Skip site navigation (1) Skip section navigation (2)

Re: Problems with charsets, investigated...

From: Alexandre Aufrere <alexandre(dot)aufrere(at)inet6(dot)fr>
To: pgsql-jdbc(at)postgresql(dot)org
Subject: Re: Problems with charsets, investigated...
Date: 2004-08-07 08:41:25
Message-ID: 20040807084125.A6091400E5@smtp.ies.inet6.fr (view raw or flat)
Thread:
Lists: pgsql-jdbc
Ok, seems i was really really unable to explain my problem...

1) Database's encoding is set to LATIN1 (we have SQL_ASCII nowhere)
2) JDBC driver requests data to database in UNICODE (hard-coded in driver)
3) String coming from database therefore are UTF-8-encoded. And they are 
correctly transcoded from LATIN1, as the encoding is correctly specified 
in the pg_database for that database. 
4) Java stores internally as UTF-16... but that's only the internal 
representation. Now there seems to be a problem here (see description of 
the work-around below). 
5) Java's file.encoding system property is set to ISO-8859-1 (because we 
have other data coming from LDAP or filesystem, which are encoded in 
ISO-8859-1 anyway) 
6) Our web app choses to display Java Strings accordingly to 
file.encoding, therefore as ISO-8859-1 
7) Bing ! problem: we are now interpreting UTF8-encoded strings (see point 
2/3) as ISO-8859-1 
Therefore all the accentuated characters go wrong !
In all previous versions of the JDBC driver (we started with the one 
coming along with postgresql 7.0 series) coupled with the corresponding 
version of postgresql, the data was correctly retrieved. 

Now, a working work-around looks like:
String correctString = new 
String(stringFromJdbcDriver.getBytes("ISO-8859-1"),"UTF-8"); 
As i interpret it, the java internal transcoding in the driver, from UTF-8 
to UTF-16 didn't occur correctly (for some reason the strings were 
interpreted as ISO-8859-1 instead of UTF-8, whereas the server was 
correctly sending UTF-8/UNICODE strings as requested. and, considering 
that ISO-8859-1 and UTF-8 are both 8 bits charsets, this interpretation is 
technically possible, but practically completely wrong). 
Now this quick and dirty work around is really dirty, and we cannot use it 
in production. 
My patch eliminates the problem, because the JDBC driver gets ISO-8859-1 
(aka LATIN1) strings from the server, therefore java internal transcoding 
into UTF-16 goes ok...

□ □ □

GIVEN TASK => Please reproduce the part of the charset message that opens with the words "2) JDBC driver" and closes with "ISO-8859-1 anyway)", changing "LDAP" to "a directory server".

DATASET EXTRACT =>
□ □ □

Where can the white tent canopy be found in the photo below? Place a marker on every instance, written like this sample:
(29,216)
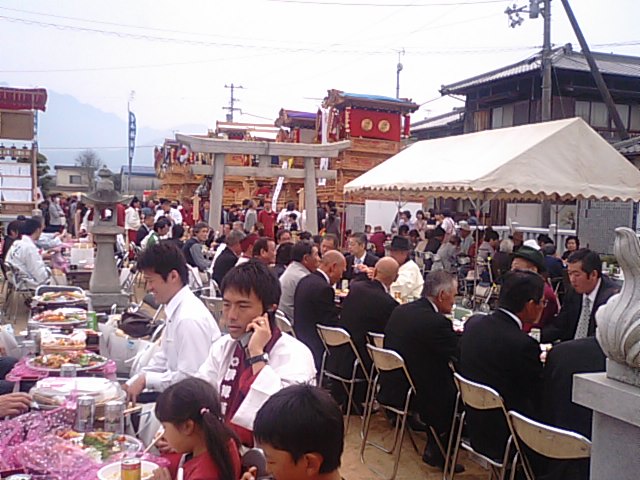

□ □ □

SOLUTION FOR THIS PROBLEM =>
2) JDBC driver requests data to database in UNICODE (hard-coded in driver)
3) String coming from database therefore are UTF-8-encoded. And they are 
correctly transcoded from LATIN1, as the encoding is correctly specified 
in the pg_database for that database. 
4) Java stores internally as UTF-16... but that's only the internal 
representation. Now there seems to be a problem here (see description of 
the work-around below). 
5) Java's file.encoding system property is set to ISO-8859-1 (because we 
have other data coming from a directory server or filesystem, which are encoded in 
ISO-8859-1 anyway)